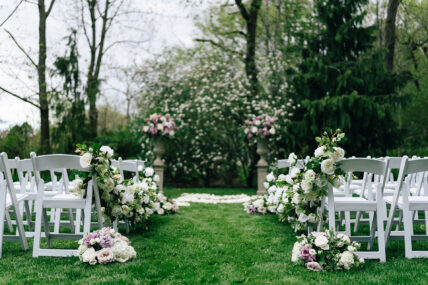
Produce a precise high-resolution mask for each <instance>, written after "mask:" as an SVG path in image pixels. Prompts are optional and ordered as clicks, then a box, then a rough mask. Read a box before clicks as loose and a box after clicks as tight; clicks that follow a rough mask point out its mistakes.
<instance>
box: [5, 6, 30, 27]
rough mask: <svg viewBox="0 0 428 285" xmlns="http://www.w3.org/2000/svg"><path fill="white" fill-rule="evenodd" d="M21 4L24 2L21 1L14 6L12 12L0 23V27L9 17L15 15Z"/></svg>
mask: <svg viewBox="0 0 428 285" xmlns="http://www.w3.org/2000/svg"><path fill="white" fill-rule="evenodd" d="M22 2H24V0H21V1H20V2H19V3H18V5H16V7H15V9H13V10H12V12H11V13H10V14H9V16H7V17H6V19H5V20H4V21H3V22H1V24H0V27H1V26H3V25H4V24H5V23H6V22H7V20H9V19H10V17H12V15H13V14H15V12H16V10H18V8H19V6H21V4H22Z"/></svg>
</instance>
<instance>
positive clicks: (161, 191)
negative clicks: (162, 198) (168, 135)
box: [153, 139, 165, 193]
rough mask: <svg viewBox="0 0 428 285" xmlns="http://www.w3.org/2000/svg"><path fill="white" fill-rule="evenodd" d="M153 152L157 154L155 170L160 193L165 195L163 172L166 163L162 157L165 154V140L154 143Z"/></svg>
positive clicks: (153, 165)
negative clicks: (163, 178) (158, 177)
mask: <svg viewBox="0 0 428 285" xmlns="http://www.w3.org/2000/svg"><path fill="white" fill-rule="evenodd" d="M153 152H154V153H155V154H156V159H155V161H154V162H153V169H154V171H155V173H156V174H157V175H158V176H159V182H158V183H157V184H158V187H159V192H161V193H163V172H164V168H165V162H164V161H163V159H162V156H163V155H164V154H165V141H164V140H163V139H157V140H155V141H154V147H153Z"/></svg>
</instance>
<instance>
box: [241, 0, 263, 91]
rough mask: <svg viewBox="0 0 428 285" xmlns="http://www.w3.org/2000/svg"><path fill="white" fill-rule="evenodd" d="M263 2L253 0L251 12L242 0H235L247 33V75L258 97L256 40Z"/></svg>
mask: <svg viewBox="0 0 428 285" xmlns="http://www.w3.org/2000/svg"><path fill="white" fill-rule="evenodd" d="M262 2H263V0H253V1H252V2H251V6H250V10H249V11H248V10H247V8H245V6H244V4H243V3H242V0H235V3H236V5H237V6H238V8H239V11H240V13H241V16H242V17H243V18H244V20H245V23H246V26H247V33H246V41H247V51H246V54H245V73H246V74H247V78H248V81H249V82H250V85H251V94H252V95H253V96H256V95H257V94H258V93H259V81H258V70H257V63H256V44H257V43H256V39H257V19H258V16H259V11H260V8H261V6H262Z"/></svg>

*-*-*

How to complete this task: Report every line of the data above that contains the string "positive" by copying it in full.

Reply:
positive clicks: (161, 191)
positive clicks: (153, 165)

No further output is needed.